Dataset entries
────────────────────

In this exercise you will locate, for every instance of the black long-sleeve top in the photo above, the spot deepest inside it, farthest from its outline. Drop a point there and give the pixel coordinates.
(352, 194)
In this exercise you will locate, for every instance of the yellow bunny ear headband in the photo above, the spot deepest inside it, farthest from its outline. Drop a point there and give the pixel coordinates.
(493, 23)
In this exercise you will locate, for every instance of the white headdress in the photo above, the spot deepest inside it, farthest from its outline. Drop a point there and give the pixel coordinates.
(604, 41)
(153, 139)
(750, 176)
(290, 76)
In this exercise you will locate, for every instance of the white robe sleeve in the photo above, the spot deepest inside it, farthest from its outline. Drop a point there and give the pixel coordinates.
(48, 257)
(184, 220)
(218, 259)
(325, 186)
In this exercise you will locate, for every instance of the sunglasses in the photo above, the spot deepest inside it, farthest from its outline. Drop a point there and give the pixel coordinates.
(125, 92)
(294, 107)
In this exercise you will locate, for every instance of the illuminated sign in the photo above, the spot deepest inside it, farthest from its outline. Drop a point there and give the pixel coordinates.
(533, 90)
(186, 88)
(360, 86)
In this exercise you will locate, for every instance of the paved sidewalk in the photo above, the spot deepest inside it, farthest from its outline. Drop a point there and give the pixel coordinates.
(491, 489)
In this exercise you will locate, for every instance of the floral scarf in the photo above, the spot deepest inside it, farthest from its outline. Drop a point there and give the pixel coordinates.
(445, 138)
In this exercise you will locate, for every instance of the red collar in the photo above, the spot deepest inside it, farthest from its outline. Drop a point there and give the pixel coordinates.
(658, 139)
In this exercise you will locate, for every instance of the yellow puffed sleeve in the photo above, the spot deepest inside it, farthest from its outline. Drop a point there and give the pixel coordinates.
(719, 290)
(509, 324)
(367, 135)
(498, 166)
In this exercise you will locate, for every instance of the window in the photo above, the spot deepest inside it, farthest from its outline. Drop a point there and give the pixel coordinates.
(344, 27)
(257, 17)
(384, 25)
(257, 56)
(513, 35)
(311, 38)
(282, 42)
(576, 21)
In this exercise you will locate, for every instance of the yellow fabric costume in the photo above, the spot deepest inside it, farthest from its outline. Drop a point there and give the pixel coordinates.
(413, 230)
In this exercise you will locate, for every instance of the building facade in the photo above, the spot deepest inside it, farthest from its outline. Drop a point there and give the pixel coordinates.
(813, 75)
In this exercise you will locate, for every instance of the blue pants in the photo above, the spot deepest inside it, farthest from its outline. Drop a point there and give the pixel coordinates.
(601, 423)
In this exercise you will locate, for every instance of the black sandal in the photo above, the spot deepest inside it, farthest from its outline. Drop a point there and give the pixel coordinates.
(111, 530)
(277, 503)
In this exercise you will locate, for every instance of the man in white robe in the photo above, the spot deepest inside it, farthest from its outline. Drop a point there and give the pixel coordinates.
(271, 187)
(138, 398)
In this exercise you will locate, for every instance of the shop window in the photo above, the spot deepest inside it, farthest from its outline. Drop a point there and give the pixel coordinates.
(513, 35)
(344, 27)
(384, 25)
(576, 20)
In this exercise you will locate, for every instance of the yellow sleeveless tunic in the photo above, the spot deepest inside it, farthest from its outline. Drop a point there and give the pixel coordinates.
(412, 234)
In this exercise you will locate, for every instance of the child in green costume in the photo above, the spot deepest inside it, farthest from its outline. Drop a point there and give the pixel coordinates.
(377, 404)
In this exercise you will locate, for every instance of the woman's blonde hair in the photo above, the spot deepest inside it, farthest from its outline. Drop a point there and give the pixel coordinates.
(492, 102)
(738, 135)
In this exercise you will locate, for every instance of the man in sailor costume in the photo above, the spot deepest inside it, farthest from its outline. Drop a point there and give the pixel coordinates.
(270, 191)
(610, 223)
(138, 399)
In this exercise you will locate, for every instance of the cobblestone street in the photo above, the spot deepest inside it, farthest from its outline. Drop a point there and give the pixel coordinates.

────────────────────

**Your instructions**
Restate the data above in full, keeping every word as it is.

**Result below**
In this exercise you will locate, for every instance of the black long-sleeve top in the photo above, the spot deepest inside it, farthest from its outline. Drop a point there and give the pixel coordinates.
(352, 194)
In this exercise you will locate, for every instance of the yellow bunny ear headband in the photo above, the spot deepest inside it, farthest from its outline. Drop a point there and give the pixel coordinates.
(493, 23)
In this exercise you will locate, for every instance of the white headdress in the photo above, the spot deepest inside it, farthest from its outline. Drop a point there and give the pixel coordinates.
(604, 41)
(153, 139)
(750, 176)
(290, 76)
In this exercise you will locate, for every instance of the white robe sleeve in the photo above, the spot deepest inside it, farthest from its outline. Drop a point there and give the pixel coordinates.
(48, 257)
(184, 220)
(218, 259)
(325, 186)
In this exercise you will locate, for every instance of the sunglasses in the photo above, the spot deepest inside it, farthest from its outline. Drop a point there and give the pixel coordinates.
(125, 92)
(294, 107)
In this exercise you will locate, for every instance of the illuminated sign in the photo above, the spot deepest inside it, farthest from its outline. Drop a point there and give the pixel coordinates.
(533, 90)
(186, 88)
(360, 86)
In this exercise you will locate, for every instance of the paved sidewalk in the photo above, the spot deepest inside it, farthest from its outline. Drop a point there and give the pixel coordinates.
(491, 489)
In this exercise you will locate, for every instance of the floral scarf in the photo above, the spot deepest inside it, farthest from its outline. Drop a point there and give the pixel coordinates.
(445, 138)
In this exercise you will locate, for every instance of the red collar in the photo above, the spot deepest inside it, farthest from its outline. Drop a point there and give the pixel coordinates.
(658, 139)
In this exercise you will locate, for every instance of the yellow puffed sleeve in the photo above, the spot deepest inside it, farthest from its outline. Drop a point there and give the pixel coordinates.
(719, 290)
(509, 324)
(367, 135)
(498, 166)
In this exercise you will locate, for every instance of the window in the photo above, the spot deepest inside it, farthest from its outline. Drop a point there and give the pixel coordinates.
(344, 27)
(257, 17)
(384, 25)
(257, 56)
(513, 35)
(311, 38)
(282, 42)
(576, 21)
In this exercise you will locate, for every instance of the yellow fabric costume in the photo above, the spot deepest inside it, farthest from its outline. Drop a point there and give the pixel coordinates.
(413, 230)
In this exercise you will locate, for every instance of the building facade in the photo above, the spot deepest inside it, farthest from its outline. Drop a point there and give the pixel coordinates.
(813, 75)
In this exercise you will locate, for every instance of the blue pants in the photo above, the spot deepest inside it, farthest from its outline. Drop a point there and give the pixel coordinates.
(601, 423)
In this exercise you will locate, for every instance of the black sandal in the photo above, the spot deepest inside it, farthest from its outline. Drop a point there and give the pixel coordinates.
(111, 530)
(277, 503)
In this exercise you will locate, for every instance of the man in white robe in the photo above, the spot deepest inside it, farthest from its outline. Drop a point there and give the pixel coordinates.
(271, 187)
(138, 398)
In this exercise you will locate, for every instance of the shop window in the photo above, the spot deepest inside it, farthest from its outline. Drop a point there and give the pixel coordinates.
(513, 35)
(344, 27)
(384, 25)
(576, 20)
In this exercise you will locate, for every instance of the yellow sleeveless tunic in the photo above, the spot deepest inside it, farthest from its outline. Drop a point there and give the pixel coordinates.
(412, 234)
In this exercise you will locate, for every instance of the child in green costume in the photo above, the spot deepest inside it, farthest from its outline. Drop a point there and give the pixel coordinates.
(377, 404)
In this exercise you will locate, for every instance of the woman's blonde hair in the photo above, the spot deepest inside it, farthest from its outline. Drop a point there and give the pixel coordinates.
(492, 102)
(738, 135)
In this exercise you will locate, for every instance of the man in sailor costume in the photo above, the spot deepest inside it, farthest from its outline. Drop a point there and give the pixel coordinates.
(270, 191)
(610, 223)
(138, 399)
In this exercise you will locate, for every instance of the cobblestone street in the photo above, the spot deepest inside it, farthest from its outline. Drop a point there and give the pixel coordinates.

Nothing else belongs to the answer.